## YOUR TASK
Gather every line of the material that contains the string "exact".

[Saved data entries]
******

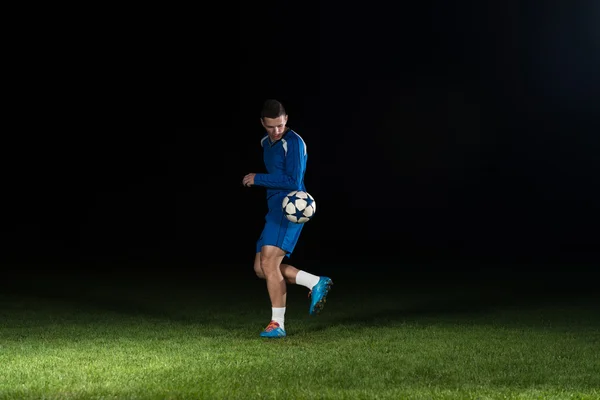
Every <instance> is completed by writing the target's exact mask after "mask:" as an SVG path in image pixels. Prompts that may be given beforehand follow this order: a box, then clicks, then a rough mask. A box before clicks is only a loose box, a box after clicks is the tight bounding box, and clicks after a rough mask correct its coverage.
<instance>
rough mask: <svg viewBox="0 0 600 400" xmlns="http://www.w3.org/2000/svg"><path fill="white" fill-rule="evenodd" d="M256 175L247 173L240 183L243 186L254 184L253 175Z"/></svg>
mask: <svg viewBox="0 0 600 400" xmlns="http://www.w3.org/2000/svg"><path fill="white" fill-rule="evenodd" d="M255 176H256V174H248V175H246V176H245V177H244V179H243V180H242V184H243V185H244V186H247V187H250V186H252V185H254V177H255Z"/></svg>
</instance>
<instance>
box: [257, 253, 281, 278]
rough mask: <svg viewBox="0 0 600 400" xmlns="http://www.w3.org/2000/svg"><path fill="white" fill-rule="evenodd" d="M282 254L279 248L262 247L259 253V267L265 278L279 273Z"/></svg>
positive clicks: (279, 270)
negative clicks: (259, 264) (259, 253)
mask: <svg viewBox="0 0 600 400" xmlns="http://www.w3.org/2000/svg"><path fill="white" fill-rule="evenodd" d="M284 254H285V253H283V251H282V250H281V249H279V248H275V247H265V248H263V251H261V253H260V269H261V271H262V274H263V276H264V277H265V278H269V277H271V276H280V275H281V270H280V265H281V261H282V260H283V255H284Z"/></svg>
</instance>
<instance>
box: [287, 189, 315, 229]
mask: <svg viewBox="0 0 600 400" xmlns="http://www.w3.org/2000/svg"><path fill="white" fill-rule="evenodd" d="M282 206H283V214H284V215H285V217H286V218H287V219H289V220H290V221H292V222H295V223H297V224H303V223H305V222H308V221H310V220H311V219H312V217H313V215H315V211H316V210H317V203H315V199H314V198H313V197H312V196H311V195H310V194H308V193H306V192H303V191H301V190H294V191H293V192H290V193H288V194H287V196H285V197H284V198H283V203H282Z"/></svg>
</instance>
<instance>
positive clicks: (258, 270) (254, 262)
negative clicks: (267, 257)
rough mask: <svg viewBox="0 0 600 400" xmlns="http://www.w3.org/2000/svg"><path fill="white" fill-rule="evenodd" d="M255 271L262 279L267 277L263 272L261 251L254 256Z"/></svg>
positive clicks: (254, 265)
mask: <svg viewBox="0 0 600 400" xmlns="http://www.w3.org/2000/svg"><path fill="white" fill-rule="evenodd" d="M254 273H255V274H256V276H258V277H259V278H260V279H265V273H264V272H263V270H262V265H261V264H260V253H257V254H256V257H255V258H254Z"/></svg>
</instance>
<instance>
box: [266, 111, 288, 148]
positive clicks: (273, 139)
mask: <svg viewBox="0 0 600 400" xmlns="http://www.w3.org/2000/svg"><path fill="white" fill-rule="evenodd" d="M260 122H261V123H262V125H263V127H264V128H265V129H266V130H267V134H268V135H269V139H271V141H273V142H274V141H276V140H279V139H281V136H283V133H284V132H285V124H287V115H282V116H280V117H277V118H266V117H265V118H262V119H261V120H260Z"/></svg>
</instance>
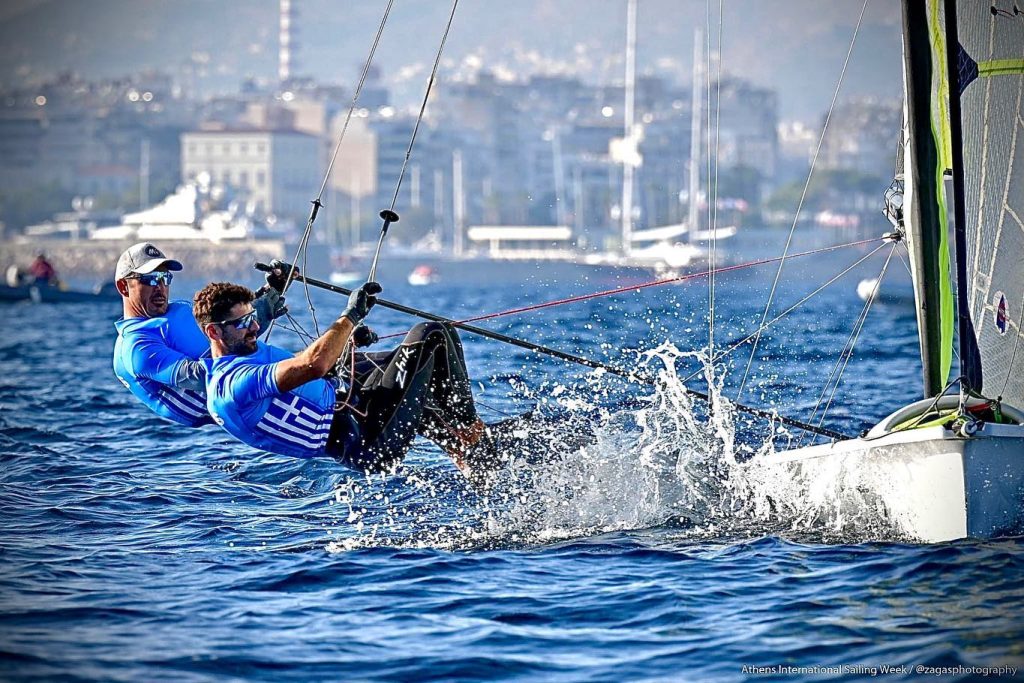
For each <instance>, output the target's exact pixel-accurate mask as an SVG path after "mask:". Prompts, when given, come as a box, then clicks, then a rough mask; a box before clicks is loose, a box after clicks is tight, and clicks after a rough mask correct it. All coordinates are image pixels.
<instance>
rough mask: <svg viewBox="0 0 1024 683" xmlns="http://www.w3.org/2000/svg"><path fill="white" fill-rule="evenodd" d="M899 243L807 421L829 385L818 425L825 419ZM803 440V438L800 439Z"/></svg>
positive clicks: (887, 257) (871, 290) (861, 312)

******

## SOLUTION
Every <instance> is completed by writing the target's exact mask after "mask:" as an SVG path in image pixels. Prompts that may be given beforehand follow this order: a box, then clicks, then a rough mask. A box before clicks is only a loose box, a box after clicks is the tight bounding box, and clicks after a rough mask correct its coverage.
For each <instance>, output the target's exact pixel-accurate mask as an SVG path after "mask:". Prompts, when given, come as a box, then clicks, then a rough mask; a box before clicks is loose, a box after clicks is tight, and clicks after a rough mask correct it. All coordinates are image pixels.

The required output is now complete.